▸ TEXT PROVIDED

== Segment start ==

By Jennifer Heldt Powell

Article re-printed from The Herald, September 16, 2003

Pollution is taking its toll on the Bay State's youngsters and economy,
with childhood diseases related to commonly found toxic chemicals
costing up to $337 million a year, say health activists.
Pointing to a Tufts University study on the cost of pollution, the
activists called for a law to encourage companies to use alternative

``There are some diseases in children like asthma, lead poison, cancer
and birth defects that are environmentally caused,'' said Harold Cox,
chief health officer for the city of Cambridge. ``The costs are very
high. They are too high.''

Opponents to the proposed law say it won't ease the costs outlined in
the report.

When future potential lost wages are factored in, the cost tops $1
billion, according to the study by Tufts' Global Development and
Environmental Institute.

The Alliance for a Healthy Tommorrow plans to use the report in
appealing at a public hearing on Thursday for a law that would offer
state incentives to companies that agree to use alternative products.

== Segment end ==

(Source records)
== Segment start ==

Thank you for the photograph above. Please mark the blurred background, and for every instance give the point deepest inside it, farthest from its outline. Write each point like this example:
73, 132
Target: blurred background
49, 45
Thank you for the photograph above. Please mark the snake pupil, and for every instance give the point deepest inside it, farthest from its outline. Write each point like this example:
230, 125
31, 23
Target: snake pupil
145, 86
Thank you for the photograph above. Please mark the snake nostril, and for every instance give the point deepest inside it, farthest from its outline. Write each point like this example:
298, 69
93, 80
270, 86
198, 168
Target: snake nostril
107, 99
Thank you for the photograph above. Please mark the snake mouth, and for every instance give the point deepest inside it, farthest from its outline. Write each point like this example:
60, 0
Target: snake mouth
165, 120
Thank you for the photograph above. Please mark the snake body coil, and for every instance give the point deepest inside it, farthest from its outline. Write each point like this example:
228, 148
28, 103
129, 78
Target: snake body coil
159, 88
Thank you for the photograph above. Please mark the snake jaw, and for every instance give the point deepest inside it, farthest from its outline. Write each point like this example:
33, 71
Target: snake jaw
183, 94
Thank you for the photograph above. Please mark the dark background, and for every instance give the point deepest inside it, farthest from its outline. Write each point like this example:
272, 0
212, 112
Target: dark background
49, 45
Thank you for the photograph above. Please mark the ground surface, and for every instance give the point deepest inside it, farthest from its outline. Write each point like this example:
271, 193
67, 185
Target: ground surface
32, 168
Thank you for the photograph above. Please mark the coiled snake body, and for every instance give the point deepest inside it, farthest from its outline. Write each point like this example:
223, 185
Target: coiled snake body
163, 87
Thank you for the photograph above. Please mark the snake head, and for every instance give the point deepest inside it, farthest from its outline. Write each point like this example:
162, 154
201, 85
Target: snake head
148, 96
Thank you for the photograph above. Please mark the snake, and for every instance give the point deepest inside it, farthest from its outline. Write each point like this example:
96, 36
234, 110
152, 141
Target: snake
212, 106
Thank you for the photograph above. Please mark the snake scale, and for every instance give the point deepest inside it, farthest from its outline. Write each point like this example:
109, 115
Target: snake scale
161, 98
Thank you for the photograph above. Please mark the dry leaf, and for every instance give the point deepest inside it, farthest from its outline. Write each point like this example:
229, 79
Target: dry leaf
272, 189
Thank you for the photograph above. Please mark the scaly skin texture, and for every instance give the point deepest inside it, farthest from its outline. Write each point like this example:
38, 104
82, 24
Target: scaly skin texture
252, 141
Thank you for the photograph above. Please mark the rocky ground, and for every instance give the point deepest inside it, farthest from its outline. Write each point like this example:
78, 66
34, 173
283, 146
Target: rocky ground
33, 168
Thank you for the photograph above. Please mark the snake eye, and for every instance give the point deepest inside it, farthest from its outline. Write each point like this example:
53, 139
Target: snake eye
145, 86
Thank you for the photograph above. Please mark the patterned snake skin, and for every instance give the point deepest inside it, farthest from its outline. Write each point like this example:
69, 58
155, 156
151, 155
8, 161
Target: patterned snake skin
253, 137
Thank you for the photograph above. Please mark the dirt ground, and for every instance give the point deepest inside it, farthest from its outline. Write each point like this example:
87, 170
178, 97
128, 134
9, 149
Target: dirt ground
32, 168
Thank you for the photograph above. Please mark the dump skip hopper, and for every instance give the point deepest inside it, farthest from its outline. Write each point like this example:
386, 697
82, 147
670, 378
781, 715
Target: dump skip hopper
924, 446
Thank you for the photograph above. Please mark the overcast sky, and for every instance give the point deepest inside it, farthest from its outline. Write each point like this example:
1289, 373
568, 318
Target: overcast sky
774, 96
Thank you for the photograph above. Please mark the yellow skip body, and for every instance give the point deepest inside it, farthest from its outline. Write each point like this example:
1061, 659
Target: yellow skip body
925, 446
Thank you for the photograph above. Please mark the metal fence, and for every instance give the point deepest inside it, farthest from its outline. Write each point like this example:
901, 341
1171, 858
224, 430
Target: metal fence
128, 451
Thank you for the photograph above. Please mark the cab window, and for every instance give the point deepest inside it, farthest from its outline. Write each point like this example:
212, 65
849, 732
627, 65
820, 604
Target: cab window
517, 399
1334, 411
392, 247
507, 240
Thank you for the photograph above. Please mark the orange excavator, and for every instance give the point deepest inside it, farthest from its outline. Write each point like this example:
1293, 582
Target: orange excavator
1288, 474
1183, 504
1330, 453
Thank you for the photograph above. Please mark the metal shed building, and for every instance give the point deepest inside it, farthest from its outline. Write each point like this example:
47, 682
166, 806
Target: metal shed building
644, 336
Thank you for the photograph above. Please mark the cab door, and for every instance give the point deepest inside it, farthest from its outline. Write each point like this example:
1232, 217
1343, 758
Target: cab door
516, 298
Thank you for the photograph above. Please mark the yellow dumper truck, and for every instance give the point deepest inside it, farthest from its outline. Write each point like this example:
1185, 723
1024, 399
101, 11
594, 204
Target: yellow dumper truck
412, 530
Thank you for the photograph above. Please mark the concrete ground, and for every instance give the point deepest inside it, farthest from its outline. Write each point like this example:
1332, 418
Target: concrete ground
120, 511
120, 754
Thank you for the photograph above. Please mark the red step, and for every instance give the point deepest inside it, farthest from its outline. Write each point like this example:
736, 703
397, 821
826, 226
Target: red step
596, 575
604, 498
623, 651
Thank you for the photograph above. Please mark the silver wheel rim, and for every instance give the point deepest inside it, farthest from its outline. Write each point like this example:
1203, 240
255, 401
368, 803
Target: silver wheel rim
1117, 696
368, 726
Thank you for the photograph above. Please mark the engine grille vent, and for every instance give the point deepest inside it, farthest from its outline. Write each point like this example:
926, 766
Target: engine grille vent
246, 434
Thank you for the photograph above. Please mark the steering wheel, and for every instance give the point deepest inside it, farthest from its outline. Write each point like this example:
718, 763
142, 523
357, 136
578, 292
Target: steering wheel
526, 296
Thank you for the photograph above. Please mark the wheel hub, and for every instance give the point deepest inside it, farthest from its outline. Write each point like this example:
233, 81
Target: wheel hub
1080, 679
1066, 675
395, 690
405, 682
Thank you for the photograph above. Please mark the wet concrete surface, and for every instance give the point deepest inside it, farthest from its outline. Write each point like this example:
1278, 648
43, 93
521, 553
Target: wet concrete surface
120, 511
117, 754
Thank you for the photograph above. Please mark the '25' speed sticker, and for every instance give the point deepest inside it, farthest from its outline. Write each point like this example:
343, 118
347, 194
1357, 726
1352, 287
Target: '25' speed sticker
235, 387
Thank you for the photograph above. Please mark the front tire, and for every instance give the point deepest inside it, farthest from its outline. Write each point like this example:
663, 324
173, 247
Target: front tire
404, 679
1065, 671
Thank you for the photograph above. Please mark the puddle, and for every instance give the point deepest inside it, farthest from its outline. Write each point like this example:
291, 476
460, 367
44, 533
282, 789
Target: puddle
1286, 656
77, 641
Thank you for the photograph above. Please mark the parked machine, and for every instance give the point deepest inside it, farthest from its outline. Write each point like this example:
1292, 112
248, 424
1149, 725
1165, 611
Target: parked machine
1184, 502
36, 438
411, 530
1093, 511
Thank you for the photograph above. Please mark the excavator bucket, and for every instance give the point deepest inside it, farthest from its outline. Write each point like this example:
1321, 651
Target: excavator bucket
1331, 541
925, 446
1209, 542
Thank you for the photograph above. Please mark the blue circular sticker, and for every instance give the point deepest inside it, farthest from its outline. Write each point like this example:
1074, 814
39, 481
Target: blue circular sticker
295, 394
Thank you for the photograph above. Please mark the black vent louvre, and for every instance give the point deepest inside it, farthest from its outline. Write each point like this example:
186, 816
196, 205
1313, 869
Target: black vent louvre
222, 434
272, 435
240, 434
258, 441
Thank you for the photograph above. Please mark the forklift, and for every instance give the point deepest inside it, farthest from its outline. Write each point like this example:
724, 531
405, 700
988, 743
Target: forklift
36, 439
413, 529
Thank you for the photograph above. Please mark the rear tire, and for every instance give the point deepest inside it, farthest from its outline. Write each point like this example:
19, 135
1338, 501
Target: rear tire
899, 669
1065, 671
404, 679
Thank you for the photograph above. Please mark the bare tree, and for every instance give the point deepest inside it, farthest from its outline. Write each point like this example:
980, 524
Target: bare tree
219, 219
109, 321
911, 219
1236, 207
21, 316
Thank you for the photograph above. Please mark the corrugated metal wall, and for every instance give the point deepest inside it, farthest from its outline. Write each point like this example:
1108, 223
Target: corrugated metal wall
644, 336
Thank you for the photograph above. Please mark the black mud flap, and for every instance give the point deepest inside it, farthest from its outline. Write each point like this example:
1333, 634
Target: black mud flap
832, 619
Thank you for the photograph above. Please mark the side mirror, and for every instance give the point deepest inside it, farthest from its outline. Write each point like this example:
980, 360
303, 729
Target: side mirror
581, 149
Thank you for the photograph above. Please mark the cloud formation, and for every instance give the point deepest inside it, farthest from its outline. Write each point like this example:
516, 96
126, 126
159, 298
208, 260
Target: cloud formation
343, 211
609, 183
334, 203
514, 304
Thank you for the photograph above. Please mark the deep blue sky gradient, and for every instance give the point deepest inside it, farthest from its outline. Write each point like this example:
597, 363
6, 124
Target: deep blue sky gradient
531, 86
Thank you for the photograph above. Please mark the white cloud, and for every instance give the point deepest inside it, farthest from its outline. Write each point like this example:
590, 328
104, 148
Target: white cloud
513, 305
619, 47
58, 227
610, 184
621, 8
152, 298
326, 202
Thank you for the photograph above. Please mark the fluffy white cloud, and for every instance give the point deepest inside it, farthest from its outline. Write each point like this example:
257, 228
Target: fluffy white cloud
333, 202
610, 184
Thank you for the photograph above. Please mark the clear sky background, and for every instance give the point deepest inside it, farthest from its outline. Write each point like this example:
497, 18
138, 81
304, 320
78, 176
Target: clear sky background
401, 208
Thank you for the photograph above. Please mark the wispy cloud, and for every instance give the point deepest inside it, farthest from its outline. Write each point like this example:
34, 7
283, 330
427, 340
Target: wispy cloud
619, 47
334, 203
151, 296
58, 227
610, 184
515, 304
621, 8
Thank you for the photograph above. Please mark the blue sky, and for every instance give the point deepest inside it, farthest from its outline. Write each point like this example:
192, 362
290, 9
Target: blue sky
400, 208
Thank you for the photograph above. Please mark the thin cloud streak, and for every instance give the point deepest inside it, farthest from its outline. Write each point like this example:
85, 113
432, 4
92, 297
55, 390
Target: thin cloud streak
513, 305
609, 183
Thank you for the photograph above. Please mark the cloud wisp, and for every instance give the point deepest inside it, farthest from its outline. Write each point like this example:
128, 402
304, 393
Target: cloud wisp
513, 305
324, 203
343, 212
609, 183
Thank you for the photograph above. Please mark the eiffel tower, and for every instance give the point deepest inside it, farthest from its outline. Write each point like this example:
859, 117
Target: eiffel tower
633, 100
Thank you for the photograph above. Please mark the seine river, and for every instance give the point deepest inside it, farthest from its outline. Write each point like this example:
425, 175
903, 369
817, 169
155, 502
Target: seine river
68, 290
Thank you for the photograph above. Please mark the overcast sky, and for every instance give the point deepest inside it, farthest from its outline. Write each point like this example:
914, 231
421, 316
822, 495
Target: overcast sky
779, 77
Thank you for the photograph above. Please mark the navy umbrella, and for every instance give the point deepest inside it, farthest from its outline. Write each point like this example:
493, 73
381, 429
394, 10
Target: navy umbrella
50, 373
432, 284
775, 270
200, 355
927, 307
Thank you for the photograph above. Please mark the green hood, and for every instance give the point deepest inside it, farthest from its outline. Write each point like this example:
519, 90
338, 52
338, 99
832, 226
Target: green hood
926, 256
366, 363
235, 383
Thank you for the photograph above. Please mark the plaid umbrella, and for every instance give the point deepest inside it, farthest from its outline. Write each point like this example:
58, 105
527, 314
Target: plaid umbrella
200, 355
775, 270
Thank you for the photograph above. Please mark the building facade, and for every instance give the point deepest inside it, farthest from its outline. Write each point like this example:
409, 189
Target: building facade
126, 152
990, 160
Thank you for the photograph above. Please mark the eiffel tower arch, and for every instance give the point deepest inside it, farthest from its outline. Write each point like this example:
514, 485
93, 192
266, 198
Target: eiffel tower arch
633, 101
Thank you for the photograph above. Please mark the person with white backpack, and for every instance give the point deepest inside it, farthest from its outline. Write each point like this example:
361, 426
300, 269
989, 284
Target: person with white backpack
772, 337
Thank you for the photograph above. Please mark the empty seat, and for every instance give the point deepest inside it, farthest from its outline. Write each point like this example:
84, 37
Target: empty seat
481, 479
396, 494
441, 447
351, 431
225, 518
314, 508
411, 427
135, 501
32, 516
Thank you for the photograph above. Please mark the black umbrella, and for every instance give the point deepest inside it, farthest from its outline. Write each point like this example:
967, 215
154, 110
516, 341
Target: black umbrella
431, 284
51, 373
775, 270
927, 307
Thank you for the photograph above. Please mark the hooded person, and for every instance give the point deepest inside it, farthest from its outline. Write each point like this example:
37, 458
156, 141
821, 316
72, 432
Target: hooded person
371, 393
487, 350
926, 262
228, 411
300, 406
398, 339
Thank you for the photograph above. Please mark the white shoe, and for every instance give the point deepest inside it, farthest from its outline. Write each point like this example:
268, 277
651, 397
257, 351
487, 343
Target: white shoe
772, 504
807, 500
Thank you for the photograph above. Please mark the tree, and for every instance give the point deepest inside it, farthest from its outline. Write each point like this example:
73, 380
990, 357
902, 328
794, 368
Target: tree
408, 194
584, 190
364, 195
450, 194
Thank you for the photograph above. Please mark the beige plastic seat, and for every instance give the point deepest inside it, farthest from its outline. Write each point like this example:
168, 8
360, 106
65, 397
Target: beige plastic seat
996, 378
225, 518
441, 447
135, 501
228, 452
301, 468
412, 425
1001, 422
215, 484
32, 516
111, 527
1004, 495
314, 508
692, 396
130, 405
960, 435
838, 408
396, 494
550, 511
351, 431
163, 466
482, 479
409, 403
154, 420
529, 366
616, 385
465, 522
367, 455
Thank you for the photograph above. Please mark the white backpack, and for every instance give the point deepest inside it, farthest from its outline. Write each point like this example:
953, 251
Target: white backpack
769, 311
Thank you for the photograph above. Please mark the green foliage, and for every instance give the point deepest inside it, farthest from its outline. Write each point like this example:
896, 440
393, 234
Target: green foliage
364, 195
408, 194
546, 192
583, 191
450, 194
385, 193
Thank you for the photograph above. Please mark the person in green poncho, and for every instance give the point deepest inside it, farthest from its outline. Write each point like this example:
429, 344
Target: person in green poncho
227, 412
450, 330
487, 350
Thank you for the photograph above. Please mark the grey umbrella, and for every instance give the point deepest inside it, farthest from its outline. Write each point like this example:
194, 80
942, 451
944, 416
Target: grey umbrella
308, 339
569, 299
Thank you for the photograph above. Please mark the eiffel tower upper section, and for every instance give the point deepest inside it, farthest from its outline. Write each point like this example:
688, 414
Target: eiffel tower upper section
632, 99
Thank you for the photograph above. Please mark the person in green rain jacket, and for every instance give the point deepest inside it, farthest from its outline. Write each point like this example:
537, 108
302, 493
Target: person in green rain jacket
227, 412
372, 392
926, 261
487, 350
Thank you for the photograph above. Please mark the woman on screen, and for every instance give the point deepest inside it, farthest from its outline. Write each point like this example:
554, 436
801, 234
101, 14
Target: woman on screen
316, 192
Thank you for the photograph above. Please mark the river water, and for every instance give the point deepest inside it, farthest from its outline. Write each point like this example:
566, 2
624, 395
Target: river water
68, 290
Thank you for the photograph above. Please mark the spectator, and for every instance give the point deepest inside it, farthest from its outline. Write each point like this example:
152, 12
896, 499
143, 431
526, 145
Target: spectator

== Segment end ==

▸ TASK INSTRUCTIONS
Pick up the article on the cost of pollution-related childhood disease in Massachusetts and continue it from its final sentence.

▸ ANSWER FOR THE TASK
It initially targets 10 chemicals, including those used in dry cleaning
and pesticides.

``We have to do everything we can to take toxic chemicals out of our
households,'' said Sen. Steven Tolman (D-Brighton), a bill sponsor.
``The evidence is there and it's tangible . . . how can we let our
children get sick and not provide other opportunities?''
The bill would require companies using chemicals to determine if there
were safer alternatives.

Opponents say the bill adds a costly bureaucratic process that would
drive medical-device makers and others out of the state.
``This makes Massachusetts an economic island. It unfairly discriminates
against companies doing business in Massachusetts,'' said Robert Rio,
Associated Industries of Massachusetts vice president for environmental

Furthermore, he said, the bill doesn't make clear what would be
considered a safer alternative. Some substitutes might be more dangerous
in the long run.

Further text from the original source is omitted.